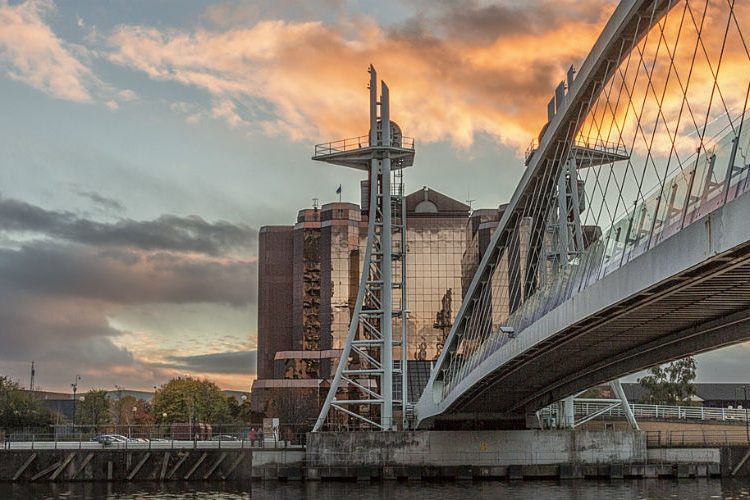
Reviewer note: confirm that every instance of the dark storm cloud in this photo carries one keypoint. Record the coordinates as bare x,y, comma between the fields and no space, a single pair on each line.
50,330
104,203
241,362
168,232
60,288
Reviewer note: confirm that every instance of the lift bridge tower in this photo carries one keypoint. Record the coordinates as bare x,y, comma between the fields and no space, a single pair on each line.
362,394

******

Copy the listing from the line containing "Reviewer note: confirm that every instance of the lift" through to its end, substituting "church steeple" for "lift bridge tower" and leaving everything else unchanged.

Reviewer note: confirm that every instance of the church steeple in this photo carries one keypoint. Record the coordinates as bare x,y, comma between the fields and no space, a single pair on each line.
362,394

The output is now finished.